» Provided data
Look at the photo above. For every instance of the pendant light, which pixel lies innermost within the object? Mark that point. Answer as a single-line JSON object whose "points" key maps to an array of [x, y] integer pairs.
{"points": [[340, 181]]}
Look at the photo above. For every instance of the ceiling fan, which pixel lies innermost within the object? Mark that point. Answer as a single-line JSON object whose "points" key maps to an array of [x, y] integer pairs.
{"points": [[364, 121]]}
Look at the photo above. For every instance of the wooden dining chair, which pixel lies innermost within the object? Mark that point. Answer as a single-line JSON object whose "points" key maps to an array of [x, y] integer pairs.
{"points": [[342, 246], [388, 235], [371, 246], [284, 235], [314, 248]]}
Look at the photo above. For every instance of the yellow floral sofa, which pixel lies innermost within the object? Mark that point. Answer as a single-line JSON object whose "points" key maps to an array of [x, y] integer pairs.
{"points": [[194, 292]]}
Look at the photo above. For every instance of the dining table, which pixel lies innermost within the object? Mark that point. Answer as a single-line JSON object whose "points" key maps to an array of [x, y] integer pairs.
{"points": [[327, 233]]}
---
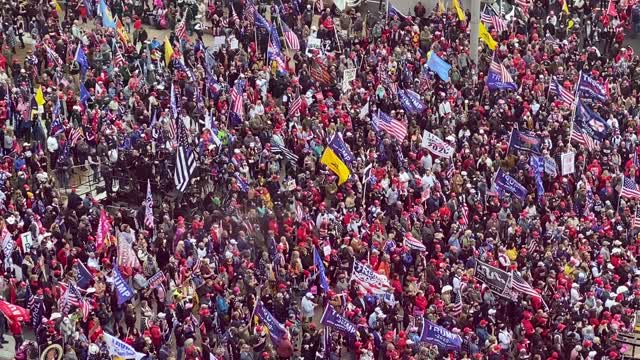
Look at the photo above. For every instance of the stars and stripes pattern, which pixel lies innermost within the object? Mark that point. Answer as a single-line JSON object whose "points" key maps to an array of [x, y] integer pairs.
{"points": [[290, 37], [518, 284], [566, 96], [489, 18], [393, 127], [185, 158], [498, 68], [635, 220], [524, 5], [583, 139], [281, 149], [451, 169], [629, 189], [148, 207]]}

» What the task asks
Count the lines in the listing above that contain the word "dining". Reply with the number alone.

» Output of the exercise
2